Set exercise. Arrange the lines of the items below as a numbered list, starting at the line that contains "Where does the dark floor" and stopping after the line that contains "(297, 56), (342, 114)". Leave out any blank lines.

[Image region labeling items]
..........

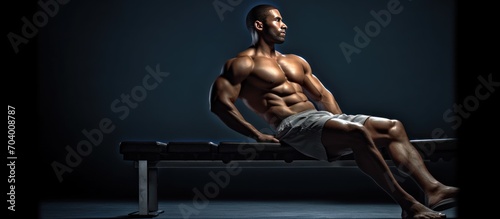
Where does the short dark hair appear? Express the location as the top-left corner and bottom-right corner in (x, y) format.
(246, 4), (278, 32)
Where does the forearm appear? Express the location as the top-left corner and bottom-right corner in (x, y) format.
(315, 97), (342, 114)
(212, 103), (262, 140)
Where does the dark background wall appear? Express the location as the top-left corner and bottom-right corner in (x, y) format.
(9, 0), (456, 203)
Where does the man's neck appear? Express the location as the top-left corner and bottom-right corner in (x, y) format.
(253, 39), (277, 58)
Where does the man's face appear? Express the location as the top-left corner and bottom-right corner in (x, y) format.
(263, 9), (287, 44)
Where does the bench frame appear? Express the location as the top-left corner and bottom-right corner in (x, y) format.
(120, 138), (457, 217)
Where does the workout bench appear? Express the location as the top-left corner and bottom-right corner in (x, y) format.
(119, 138), (457, 217)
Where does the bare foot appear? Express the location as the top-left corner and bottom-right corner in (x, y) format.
(401, 203), (446, 219)
(427, 186), (459, 211)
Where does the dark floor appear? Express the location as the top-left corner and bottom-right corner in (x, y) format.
(39, 199), (457, 219)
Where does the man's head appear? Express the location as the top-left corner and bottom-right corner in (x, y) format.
(246, 5), (287, 45)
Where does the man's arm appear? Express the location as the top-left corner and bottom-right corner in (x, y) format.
(210, 57), (279, 142)
(297, 56), (342, 114)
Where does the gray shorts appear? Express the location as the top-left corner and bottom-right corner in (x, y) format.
(276, 110), (370, 161)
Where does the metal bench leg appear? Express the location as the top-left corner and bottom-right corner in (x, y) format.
(129, 160), (163, 217)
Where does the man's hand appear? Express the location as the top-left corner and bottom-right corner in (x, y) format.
(255, 134), (280, 143)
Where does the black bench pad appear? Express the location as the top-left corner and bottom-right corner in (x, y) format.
(120, 138), (457, 163)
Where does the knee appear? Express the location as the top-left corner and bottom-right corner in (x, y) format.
(346, 123), (371, 145)
(388, 119), (406, 139)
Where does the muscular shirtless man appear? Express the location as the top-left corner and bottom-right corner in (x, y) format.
(210, 5), (459, 218)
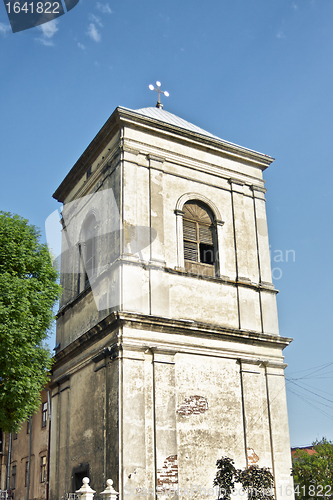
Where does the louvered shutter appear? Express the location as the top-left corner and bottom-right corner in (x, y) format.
(183, 219), (198, 262)
(183, 219), (197, 241)
(184, 240), (198, 262)
(199, 224), (213, 245)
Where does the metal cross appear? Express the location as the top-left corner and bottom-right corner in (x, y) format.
(149, 82), (170, 109)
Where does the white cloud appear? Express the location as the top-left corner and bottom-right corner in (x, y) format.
(0, 23), (10, 35)
(89, 14), (103, 28)
(35, 36), (54, 47)
(39, 19), (59, 38)
(86, 23), (101, 42)
(96, 2), (112, 14)
(35, 19), (59, 47)
(35, 19), (59, 47)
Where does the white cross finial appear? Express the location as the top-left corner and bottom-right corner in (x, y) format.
(149, 81), (170, 109)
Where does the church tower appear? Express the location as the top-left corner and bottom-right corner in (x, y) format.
(50, 103), (292, 500)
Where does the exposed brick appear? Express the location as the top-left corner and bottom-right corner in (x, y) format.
(177, 396), (208, 417)
(247, 448), (259, 465)
(157, 455), (178, 493)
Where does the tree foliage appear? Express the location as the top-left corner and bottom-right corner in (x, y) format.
(237, 465), (274, 500)
(292, 438), (333, 500)
(0, 212), (61, 432)
(213, 457), (274, 500)
(213, 457), (237, 500)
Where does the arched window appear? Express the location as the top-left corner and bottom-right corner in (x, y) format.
(78, 215), (97, 292)
(183, 201), (217, 276)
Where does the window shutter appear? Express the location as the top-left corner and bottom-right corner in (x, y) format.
(199, 225), (213, 245)
(184, 241), (198, 262)
(183, 219), (197, 241)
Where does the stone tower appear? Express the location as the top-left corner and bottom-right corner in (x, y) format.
(50, 107), (292, 500)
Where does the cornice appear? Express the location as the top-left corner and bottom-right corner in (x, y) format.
(53, 107), (274, 202)
(117, 107), (274, 170)
(52, 311), (292, 372)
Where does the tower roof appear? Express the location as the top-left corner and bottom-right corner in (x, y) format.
(134, 107), (221, 140)
(132, 107), (273, 160)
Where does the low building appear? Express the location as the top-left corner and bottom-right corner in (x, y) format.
(1, 390), (50, 500)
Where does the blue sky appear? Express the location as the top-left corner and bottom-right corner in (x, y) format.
(0, 0), (333, 445)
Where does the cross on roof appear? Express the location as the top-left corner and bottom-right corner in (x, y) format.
(149, 82), (169, 109)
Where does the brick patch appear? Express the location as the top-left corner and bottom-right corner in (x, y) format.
(176, 396), (208, 417)
(157, 455), (178, 493)
(247, 448), (259, 465)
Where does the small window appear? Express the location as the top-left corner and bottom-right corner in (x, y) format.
(40, 457), (46, 483)
(24, 462), (29, 486)
(42, 403), (47, 427)
(12, 464), (16, 490)
(183, 202), (216, 276)
(78, 215), (97, 291)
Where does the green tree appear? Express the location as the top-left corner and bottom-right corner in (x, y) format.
(213, 457), (237, 500)
(0, 212), (61, 432)
(237, 465), (274, 500)
(292, 438), (333, 500)
(213, 457), (274, 500)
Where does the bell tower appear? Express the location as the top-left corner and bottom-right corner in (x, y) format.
(50, 107), (292, 500)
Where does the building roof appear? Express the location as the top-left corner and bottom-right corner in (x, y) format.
(133, 107), (221, 140)
(53, 106), (274, 203)
(131, 107), (269, 158)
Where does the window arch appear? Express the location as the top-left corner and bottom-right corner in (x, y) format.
(182, 200), (217, 276)
(175, 193), (224, 277)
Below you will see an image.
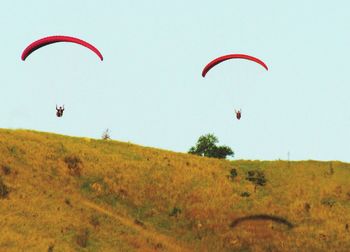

..........

Expected answer.
1. Where does the dark floor appear? Express the location as the top-left corner and bottom-right corner in (x, y) format.
2. (39, 199), (457, 219)
3. Where does the man's head appear? Express the location as the top-left corner and bottom-right corner in (x, y) format.
4. (246, 5), (287, 45)
5. Where does the man's arm appear? Express the location as the top-left corner and bottom-right corner in (x, y) format.
6. (210, 57), (279, 142)
7. (297, 56), (342, 114)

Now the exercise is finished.